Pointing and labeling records
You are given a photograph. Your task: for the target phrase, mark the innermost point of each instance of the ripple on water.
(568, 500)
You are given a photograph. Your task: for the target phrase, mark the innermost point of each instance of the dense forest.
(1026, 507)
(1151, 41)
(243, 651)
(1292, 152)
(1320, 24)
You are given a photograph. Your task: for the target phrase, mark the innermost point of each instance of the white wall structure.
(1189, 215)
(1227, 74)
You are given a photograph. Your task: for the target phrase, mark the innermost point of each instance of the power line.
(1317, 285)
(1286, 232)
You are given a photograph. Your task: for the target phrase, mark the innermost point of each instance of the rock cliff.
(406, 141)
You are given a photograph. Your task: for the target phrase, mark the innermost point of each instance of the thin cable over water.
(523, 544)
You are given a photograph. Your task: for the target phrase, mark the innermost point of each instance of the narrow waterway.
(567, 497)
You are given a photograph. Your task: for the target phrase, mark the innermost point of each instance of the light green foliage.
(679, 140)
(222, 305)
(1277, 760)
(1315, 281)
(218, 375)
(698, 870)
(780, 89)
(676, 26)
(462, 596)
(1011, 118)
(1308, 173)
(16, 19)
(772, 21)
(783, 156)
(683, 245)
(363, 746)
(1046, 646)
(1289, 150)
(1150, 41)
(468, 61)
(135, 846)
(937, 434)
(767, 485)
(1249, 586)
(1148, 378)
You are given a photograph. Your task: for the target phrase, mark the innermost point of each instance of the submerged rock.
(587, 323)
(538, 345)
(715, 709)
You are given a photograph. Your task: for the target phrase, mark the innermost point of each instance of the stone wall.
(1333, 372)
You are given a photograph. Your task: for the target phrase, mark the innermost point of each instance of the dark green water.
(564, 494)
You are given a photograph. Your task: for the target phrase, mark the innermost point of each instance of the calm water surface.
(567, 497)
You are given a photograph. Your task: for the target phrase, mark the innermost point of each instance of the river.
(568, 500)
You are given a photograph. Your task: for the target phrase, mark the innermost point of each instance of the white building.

**Exercise details:**
Please copy out all of the records above word for word, keeping each line as it stands.

**Exercise output:**
You are given a photograph. Your task: for the target phrase, mark the innermost point of each instance of the ripple on water.
(568, 500)
You are given a photograph. Your task: for the target phrase, mark the innermost point of each instance of the dense forest.
(1026, 507)
(1151, 41)
(243, 651)
(1292, 152)
(1320, 24)
You are given a photograph. Your task: for the target phrase, mark the innermost point of each instance of the white wall structure.
(1189, 215)
(1227, 74)
You are given a photograph. Your task: for the target phrase, mark the innermost point of each instance of the power line.
(1317, 285)
(1286, 232)
You are given a photograph. Your task: for the target phrase, mark the innermost point of each instance of the rock cliff.
(406, 141)
You are given a photograph. Your task: for the target phrase, mark the innermost point of each instance of the thin cable over water.
(523, 544)
You are given a photograph. Your task: for the target phrase, mark the innermost point of each instance of the narrow waterway.
(567, 497)
You are given a photograph. Your task: for the target phrase, mark the innermost point of each instance of the light green foliage.
(679, 140)
(222, 305)
(1277, 760)
(1315, 281)
(218, 375)
(698, 870)
(780, 89)
(676, 26)
(462, 596)
(1011, 118)
(1308, 173)
(16, 19)
(772, 21)
(783, 156)
(683, 245)
(363, 746)
(1046, 646)
(1289, 150)
(1150, 41)
(468, 61)
(135, 846)
(937, 434)
(767, 485)
(1249, 586)
(1148, 378)
You are given a photograph. Your task: for the target phrase, mark the innermost point of each instance of the submerged rock.
(587, 323)
(538, 345)
(715, 709)
You are given a photograph. Your task: for the target phrase, mark the innermost point of each instance of the stone wall.
(1333, 372)
You are given a photograph. Your task: for the target phrase, mark the innermost point of each instance of the dark green water.
(564, 494)
You are given a photograph. Your task: for the target phrase, mark the innermost point of each instance of the calm water surface.
(567, 497)
You are given a photograph. Your task: for the target phrase, mark the innermost point of each instance of the river.
(568, 500)
You are given a photograph. Your task: for the target phrase, mark the innermost point of each instance of the white building.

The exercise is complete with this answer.